▶ Supplied material
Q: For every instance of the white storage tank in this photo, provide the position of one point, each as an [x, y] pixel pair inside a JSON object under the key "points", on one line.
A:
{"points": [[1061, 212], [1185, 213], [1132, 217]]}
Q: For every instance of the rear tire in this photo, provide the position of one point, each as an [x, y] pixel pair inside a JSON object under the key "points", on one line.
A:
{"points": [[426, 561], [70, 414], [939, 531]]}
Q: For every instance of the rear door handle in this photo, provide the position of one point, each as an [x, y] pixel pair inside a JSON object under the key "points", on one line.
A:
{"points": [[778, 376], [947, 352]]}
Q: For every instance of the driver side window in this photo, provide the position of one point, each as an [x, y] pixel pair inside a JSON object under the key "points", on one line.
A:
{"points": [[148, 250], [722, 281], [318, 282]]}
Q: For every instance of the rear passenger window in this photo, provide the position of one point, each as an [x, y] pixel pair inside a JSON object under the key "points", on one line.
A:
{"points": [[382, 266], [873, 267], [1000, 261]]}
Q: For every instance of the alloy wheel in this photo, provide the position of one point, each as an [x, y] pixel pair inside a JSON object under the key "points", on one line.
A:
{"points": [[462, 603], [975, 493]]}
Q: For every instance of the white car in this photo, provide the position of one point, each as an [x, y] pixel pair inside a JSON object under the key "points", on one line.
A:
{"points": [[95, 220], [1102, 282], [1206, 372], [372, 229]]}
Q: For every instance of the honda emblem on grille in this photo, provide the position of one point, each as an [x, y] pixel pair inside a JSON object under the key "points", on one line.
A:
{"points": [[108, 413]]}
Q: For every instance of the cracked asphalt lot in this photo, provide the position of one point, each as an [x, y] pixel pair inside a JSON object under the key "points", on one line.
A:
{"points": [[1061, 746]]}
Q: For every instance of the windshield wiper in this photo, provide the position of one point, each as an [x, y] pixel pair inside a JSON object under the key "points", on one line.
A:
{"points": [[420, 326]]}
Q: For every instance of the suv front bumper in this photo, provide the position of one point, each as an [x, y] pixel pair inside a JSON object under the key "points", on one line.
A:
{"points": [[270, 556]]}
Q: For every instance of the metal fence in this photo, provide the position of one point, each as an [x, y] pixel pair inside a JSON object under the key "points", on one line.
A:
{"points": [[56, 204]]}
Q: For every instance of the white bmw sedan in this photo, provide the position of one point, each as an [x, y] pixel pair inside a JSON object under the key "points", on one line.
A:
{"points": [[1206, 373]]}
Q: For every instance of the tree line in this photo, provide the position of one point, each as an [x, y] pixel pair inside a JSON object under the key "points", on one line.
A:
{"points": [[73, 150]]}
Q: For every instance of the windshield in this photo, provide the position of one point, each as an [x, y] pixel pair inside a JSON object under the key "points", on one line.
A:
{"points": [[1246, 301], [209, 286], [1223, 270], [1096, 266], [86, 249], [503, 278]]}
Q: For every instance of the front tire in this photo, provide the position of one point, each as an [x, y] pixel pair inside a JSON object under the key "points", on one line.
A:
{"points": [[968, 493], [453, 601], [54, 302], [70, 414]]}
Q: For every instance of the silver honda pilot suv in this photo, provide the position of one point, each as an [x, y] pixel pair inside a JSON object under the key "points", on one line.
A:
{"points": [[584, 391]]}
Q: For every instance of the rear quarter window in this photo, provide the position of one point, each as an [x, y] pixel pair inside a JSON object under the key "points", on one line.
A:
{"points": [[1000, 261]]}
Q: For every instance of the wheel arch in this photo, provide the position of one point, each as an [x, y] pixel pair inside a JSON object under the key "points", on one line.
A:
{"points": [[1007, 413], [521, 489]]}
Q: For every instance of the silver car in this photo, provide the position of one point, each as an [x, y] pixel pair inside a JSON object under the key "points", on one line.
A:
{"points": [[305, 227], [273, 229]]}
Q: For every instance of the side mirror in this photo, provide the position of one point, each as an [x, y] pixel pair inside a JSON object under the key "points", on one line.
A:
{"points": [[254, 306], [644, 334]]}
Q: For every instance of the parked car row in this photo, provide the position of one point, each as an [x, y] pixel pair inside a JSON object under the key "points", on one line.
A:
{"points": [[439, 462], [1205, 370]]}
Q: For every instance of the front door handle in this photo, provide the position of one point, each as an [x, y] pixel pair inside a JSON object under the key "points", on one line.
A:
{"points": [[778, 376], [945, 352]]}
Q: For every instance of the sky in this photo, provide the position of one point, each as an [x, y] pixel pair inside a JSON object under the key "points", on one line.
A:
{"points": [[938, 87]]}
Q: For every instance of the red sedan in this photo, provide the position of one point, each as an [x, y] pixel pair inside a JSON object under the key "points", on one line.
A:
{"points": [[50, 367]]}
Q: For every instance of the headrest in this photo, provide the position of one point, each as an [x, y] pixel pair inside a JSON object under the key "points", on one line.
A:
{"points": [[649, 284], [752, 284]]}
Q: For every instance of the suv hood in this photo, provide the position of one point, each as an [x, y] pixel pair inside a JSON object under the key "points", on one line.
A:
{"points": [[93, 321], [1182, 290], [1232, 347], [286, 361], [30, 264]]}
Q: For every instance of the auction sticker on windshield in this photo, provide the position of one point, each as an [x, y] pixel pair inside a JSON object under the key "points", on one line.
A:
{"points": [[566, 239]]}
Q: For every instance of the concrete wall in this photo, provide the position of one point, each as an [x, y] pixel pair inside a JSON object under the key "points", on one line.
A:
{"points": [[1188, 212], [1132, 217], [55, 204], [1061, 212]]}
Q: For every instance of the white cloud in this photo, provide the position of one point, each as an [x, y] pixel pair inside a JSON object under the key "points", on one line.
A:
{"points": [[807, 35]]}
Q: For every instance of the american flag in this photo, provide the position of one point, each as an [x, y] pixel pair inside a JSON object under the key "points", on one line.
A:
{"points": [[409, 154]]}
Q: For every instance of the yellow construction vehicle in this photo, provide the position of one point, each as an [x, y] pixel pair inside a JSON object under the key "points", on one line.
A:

▶ Task goal
Every line from the one containing "Q: For every instance of the auction" to the end of the entries must be set down exactly, with none omitted and none added.

▶ Task solution
Q: For every instance of the auction sticker on windshield in this photo, provide the position of one point, each as an [x, y] pixel pair inside a JSON object under the key "points", on one line.
A:
{"points": [[566, 239]]}
Q: For every instance of the concrete wall in this photo, provide the position of one point, each as an [x, y] pixel pair inside a JSON object under the key "points", on one line.
A:
{"points": [[1188, 212], [1132, 217], [55, 204], [1061, 212]]}
Q: For every instance of the white cloud in this photo, provide the position of one point, each as an [x, y] pixel pair inside a JSON object under the key "points", on one line.
A:
{"points": [[807, 35]]}
Q: For every instance of the american flag in this photo, provide the position of one point, each as an [x, y] pixel pair inside a JSON object under the key "points", on one line.
A:
{"points": [[409, 154]]}
Q: For every instance of the yellow construction vehicle in this photo, provide the position of one point, each as an [x, y] pixel pair inside a JSON object under the key "points", on one line.
A:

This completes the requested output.